• **Passage shown**:
########

Expert: Steve Holleran - 5/21/2007

Question
hi i am trying to work these problems (1) State the value of lim ('small' delta x)-->0 [sin 'small' delta x]/['small' delta x]  NB from now 'small' delta x denoted 'd' (2)Given that sin2(x+'d'x)-sin2x=2cosAsinB. Find A and B in terms of x and/or 'd'x. For qu 1 i definitely need help. I am not sure where nor how to begin it. for (2) this is what i tried: sin2(x+'d'x)-sin2x=2cosAsinB; sin2(x+'d'x)-sin2x=2sin(x+'d'x)cos(x+'d'x)-2sinxcosx= 2[sinxcos'd'x+cosxsin'd'x][cosxcos'd'x-sinxsin'd'x]-2sinxcosx.  I am not sure where to go from here or if i am even going right.plz help me thankz.i appreciate it.

Answer
Hello D,

Okay, on part 1, this limit is a basic trig limit that comes up in calculus.  Since it just asks that you state the value, the answer is 1.

########

• **Records shown**:
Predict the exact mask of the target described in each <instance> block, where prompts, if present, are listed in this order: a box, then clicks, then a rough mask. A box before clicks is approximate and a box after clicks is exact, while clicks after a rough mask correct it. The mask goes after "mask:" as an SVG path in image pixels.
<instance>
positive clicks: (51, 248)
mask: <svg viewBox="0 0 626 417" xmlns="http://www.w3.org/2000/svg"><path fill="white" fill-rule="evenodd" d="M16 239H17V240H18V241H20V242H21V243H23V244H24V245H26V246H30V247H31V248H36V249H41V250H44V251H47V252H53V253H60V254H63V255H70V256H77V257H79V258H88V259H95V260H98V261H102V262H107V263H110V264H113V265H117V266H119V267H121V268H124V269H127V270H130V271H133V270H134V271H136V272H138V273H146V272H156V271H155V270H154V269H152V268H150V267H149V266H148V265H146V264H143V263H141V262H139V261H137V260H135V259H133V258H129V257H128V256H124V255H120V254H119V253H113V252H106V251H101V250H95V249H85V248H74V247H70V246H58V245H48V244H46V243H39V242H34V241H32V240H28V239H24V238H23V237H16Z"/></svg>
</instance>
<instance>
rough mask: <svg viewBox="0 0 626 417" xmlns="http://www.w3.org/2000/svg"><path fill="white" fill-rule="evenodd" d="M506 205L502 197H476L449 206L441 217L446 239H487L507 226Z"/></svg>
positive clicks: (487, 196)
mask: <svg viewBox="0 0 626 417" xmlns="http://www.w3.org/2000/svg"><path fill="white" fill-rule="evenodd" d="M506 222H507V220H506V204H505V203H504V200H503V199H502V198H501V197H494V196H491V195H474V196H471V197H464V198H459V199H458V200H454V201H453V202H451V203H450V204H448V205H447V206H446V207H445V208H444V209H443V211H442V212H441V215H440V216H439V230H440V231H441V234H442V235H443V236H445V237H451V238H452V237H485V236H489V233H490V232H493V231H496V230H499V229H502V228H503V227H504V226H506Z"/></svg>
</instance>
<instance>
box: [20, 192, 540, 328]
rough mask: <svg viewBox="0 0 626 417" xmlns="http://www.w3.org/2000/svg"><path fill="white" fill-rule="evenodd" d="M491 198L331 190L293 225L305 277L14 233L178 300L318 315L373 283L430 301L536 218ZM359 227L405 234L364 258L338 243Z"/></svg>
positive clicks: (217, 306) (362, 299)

########

• **Task set**:
**1.** In the trigonometry thread, repeat the stretch from "Expert: Steve Holleran" through "thankz.i appreciate it.", replacing "problems" with "exercises".
**2.** Carry on the trigonometry thread from the point where it stops.

• **Task-by-task outputs**:
**1.**
Expert: Steve Holleran - 5/21/2007

Question
hi i am trying to work these exercises (1) State the value of lim ('small' delta x)-->0 [sin 'small' delta x]/['small' delta x]  NB from now 'small' delta x denoted 'd' (2)Given that sin2(x+'d'x)-sin2x=2cosAsinB. Find A and B in terms of x and/or 'd'x. For qu 1 i definitely need help. I am not sure where nor how to begin it. for (2) this is what i tried: sin2(x+'d'x)-sin2x=2cosAsinB; sin2(x+'d'x)-sin2x=2sin(x+'d'x)cos(x+'d'x)-2sinxcosx= 2[sinxcos'd'x+cosxsin'd'x][cosxcos'd'x-sinxsin'd'x]-2sinxcosx.  I am not sure where to go from here or if i am even going right.plz help me thankz.i appreciate it.

**2.**
The proof of it is involved with triangles and the unit circle, but I don't think you want to get involved with that here--it can be found in almost any calc text.  The basic idea is

                 lim(A-->0) [sin A / A] = 1

For part 2, I had to go to an obscure trig identity.  
It's called a "sum to product" formula, and it goes like this:

 sin u - sin v = 2 * sin[(u - v)/2] * cos[(u + v)/2]

Here, u = 2(x + dx) and v = 2x, so you have:

              sin[2(x + dx)] - sin[2x]

=  2 * sin[(2(x + dx) - 2x)/2] * cos[(2(x + dx) + 2x )/ 2]

=  2 * sin[2 dx / 2]  * cos [ (4x + 2 dx) / 2]

=  2 * sin(dx) * cos(2x + dx) = 2 cos A sin B

so that A = 2x + dx and B = dx


I hope this is what you were looking for.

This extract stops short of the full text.